### Задания
1 > Сколько лет, согласно очерку о Димитрии Императоре, Романовы правили страной?
2 > Пожалуйста, воспроизведите дословно отрывок из очерка о Димитрии Императоре: начните с места, где стоят слова «ДИМИТРИЙ ИМПЕРАТОР», и остановитесь после слов «боярина Петра Басманова...».

### Исходный документ
⁂
Поэзия и проза Пульсация Москвы. Афиша Манифесты вольных кастоправов Имена, города, персонажи Книги и издания вольных кастоправов Гостиный вздор

 

 

 back
КАСТАЛОГ

 ДИМИТРИЙ ИМПЕРАТОР
(1581?-1606)

Набросок историософской биографии



      О нем писали Карамзин и Пушкин, Соловьев и Ключевский. Он стал героем бесчисленных исторических романов. И все-таки мы лишь смутно представляем себе, кем он был, откуда взялся, чего хотел? Дмитрий Первый, Лжедмитрий Самозванец, Государь, законно венчанный на Московское царство, единственный русский царь, пощадивший мятежника, коварно покушавшегося на его жизнь, и через год злодейски умерщвленный тем же заговорщиком, в словах и делах которого все от начала до конца было ложью и клеветой. Клятвопреступник Шуйский поднял москвичей со словами: "Поляки бьют бояр и государя", чтоб погубить молодого царя и не изменившего ему до последней минуты ближнего боярина Петра Басманова...
      О Смутном времени ныне вспоминают с особенным удовольствием: выводят параллели, мечтают о Минине и Пожарском. Казалось, история расставила тогда все по своим местам. Романовы правили страной триста лет, поляки были отброшены, затем Россия уничтожила шляхетскую Польшу.
      Но и Польша доставила России множество хлопот, терзала своими вольнолюбивыми нравами совесть интеллигентов, подняла три восстания... Наконец в ХХ веке и в Петербурге и в Варшаве случилась революция, победили где националисты, где большевики, прошло еще 80 лет, распался и Советский Союз. Наследие Российской империи прожито, наше нынешнее государство занимает примерно ту же территорию, что и Россия в начале ХYII столетия. И историческое движение, ясное для Иловайского и Платонова, выглядит теперь куда как менее линейным...
⁂
### Сохранённые данные

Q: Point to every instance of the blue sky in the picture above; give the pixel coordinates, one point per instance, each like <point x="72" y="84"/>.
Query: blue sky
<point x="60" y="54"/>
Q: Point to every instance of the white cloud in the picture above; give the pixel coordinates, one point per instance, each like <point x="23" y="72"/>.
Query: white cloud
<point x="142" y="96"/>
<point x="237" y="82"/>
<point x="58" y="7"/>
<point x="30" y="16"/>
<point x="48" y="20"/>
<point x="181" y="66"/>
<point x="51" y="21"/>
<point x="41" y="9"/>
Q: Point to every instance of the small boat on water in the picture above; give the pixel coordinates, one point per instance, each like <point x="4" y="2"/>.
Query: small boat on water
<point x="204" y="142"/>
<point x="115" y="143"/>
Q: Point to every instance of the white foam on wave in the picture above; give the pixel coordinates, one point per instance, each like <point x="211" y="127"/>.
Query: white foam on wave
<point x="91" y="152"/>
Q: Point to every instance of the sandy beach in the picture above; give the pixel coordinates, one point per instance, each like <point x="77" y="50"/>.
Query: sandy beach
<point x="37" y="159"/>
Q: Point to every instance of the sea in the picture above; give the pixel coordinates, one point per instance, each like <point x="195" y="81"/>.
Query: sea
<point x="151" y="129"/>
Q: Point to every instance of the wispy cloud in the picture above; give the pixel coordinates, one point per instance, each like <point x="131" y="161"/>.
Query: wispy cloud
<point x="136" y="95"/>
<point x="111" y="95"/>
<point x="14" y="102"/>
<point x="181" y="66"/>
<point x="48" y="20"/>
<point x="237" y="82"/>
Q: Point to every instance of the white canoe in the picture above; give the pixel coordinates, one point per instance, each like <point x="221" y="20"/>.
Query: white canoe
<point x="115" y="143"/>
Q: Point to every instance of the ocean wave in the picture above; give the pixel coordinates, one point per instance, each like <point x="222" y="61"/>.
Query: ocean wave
⁂
### Ответы к заданиям
1 > Триста лет.

2 >
ДИМИТРИЙ ИМПЕРАТОР
(1581?-1606)

Набросок историософской биографии



      О нем писали Карамзин и Пушкин, Соловьев и Ключевский. Он стал героем бесчисленных исторических романов. И все-таки мы лишь смутно представляем себе, кем он был, откуда взялся, чего хотел? Дмитрий Первый, Лжедмитрий Самозванец, Государь, законно венчанный на Московское царство, единственный русский царь, пощадивший мятежника, коварно покушавшегося на его жизнь, и через год злодейски умерщвленный тем же заговорщиком, в словах и делах которого все от начала до конца было ложью и клеветой. Клятвопреступник Шуйский поднял москвичей со словами: "Поляки бьют бояр и государя", чтоб погубить молодого царя и не изменившего ему до последней минуты ближнего боярина Петра Басманова...